● **Exercise**
Every entry gets copied exactly. No images go into the copy.
---- The data
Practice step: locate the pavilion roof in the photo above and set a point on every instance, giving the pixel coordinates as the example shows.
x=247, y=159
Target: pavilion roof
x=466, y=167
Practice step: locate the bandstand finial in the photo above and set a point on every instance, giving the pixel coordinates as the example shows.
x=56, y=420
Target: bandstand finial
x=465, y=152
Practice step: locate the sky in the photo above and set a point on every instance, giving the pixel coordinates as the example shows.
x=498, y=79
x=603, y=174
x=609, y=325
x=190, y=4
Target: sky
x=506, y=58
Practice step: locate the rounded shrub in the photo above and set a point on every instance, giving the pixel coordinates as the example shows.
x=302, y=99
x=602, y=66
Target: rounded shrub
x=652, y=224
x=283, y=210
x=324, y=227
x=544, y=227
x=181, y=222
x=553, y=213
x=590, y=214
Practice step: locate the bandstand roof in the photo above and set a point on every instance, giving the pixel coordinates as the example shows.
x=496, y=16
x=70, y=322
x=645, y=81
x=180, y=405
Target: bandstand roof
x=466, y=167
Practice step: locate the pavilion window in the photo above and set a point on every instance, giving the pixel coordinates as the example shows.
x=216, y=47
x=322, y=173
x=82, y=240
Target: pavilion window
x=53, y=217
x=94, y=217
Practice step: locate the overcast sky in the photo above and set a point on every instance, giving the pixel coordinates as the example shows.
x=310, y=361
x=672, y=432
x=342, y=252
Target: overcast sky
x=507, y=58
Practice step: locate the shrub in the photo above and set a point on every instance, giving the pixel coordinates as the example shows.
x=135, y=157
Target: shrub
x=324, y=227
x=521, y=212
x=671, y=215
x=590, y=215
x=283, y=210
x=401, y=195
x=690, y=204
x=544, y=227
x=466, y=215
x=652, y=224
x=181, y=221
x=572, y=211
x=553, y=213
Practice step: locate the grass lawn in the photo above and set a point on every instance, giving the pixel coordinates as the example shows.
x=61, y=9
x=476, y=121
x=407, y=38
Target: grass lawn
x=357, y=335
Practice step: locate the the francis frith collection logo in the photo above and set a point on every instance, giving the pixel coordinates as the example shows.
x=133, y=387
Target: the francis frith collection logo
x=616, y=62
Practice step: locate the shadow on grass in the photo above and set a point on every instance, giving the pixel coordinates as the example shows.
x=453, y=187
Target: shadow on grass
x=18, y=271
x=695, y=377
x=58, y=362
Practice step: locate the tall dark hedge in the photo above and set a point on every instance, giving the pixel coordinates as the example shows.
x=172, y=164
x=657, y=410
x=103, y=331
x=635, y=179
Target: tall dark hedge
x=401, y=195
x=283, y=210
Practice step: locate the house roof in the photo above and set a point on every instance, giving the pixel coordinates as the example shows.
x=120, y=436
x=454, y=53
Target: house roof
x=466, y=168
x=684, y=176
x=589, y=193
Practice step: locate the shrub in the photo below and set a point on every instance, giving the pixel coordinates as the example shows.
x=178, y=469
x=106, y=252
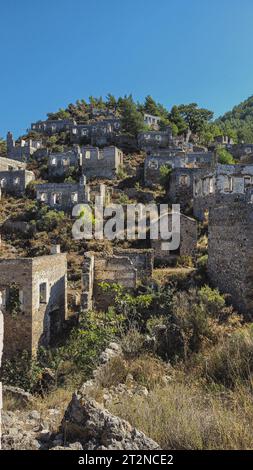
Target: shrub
x=165, y=172
x=132, y=343
x=212, y=299
x=231, y=362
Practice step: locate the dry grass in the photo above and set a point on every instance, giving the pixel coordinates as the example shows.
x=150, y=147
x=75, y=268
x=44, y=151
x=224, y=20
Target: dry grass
x=183, y=416
x=164, y=275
--------
● **Output**
Practice step: locate the pavilion roof in the photo above and set a point on every instance, giving the pixel coordinates as the example shows.
x=247, y=159
Target: pavilion roof
x=466, y=167
Practice step: locate the bandstand finial in the photo above and set a point on every instance, giving the pixel coordinates as the example shows.
x=56, y=420
Target: bandstand finial
x=465, y=152
Practice step: locate the sky in the photo above and set a point on every instance, giving the pixel coordinates as the example shows.
x=498, y=79
x=603, y=174
x=609, y=325
x=190, y=4
Target: sky
x=506, y=58
Practice step: locate the rounded shrub in the photo above and set a point on every instance, giving the pixel coordinates as the example shows.
x=302, y=99
x=602, y=66
Target: rounded shrub
x=652, y=224
x=283, y=210
x=324, y=227
x=544, y=227
x=181, y=222
x=553, y=213
x=590, y=214
Practice step: locate the bandstand roof in the photo above and set a point on every instance, giving the pixel coordinates as the example shows.
x=496, y=16
x=70, y=322
x=645, y=81
x=180, y=405
Target: bandstand roof
x=466, y=167
Practice step: locate the pavilion window in the photo above and set a point on every instance, giving the pixel coordinates as the example shows.
x=216, y=47
x=322, y=173
x=82, y=240
Target: pavilion window
x=53, y=217
x=94, y=217
Practice step: locate the overcast sky in the photo above and set a point on every instance, giving the pixel coordinates as the example shows.
x=310, y=361
x=672, y=432
x=342, y=252
Target: overcast sky
x=507, y=58
Practice step: locate the shrub in the photo above and set a point on every instance, giving the pixel coordinates as the example shows.
x=135, y=157
Target: shrub
x=324, y=227
x=521, y=212
x=671, y=215
x=590, y=215
x=283, y=210
x=401, y=195
x=690, y=204
x=544, y=227
x=466, y=215
x=652, y=224
x=181, y=221
x=572, y=211
x=553, y=213
Practice step: locate the grass lawn in the photo above and set a point on every instance, giving the pixel coordinates as the example shows.
x=61, y=9
x=476, y=121
x=407, y=38
Target: grass lawn
x=357, y=335
Practice step: locate the the francis frith collection logo in the photo above and set a point on every instance, giving the pixel coordinates as the example shows.
x=133, y=387
Target: the francis frith collection logo
x=616, y=62
Practice step: locate the shadow on grass in the photo above and set a point on every instance, giving the pixel coordinates as the example shows.
x=453, y=187
Target: shadow on grass
x=18, y=271
x=695, y=377
x=58, y=362
Practice step: locate the tall dark hedge in the photo above and set a point on every instance, giving the pixel coordinates as the example shows.
x=172, y=164
x=657, y=410
x=103, y=331
x=635, y=179
Target: tall dark hedge
x=401, y=195
x=283, y=210
Practice step: locate the house roof in the photo above and set a point on every instance, giving the pixel coordinates as the example shows.
x=120, y=436
x=454, y=53
Target: house roof
x=466, y=168
x=684, y=176
x=589, y=193
Practice step: locate the shrub in the photo below and set a point on every instance, giving the pixel coordinates as the example shows.
x=178, y=469
x=106, y=252
Target: shrub
x=165, y=172
x=132, y=343
x=212, y=299
x=231, y=362
Practice step: locate the dry grass in the photo above and set a point on every instance, giving the pixel coordinates as the example shows.
x=150, y=147
x=75, y=268
x=44, y=151
x=224, y=20
Target: dry grass
x=183, y=416
x=164, y=275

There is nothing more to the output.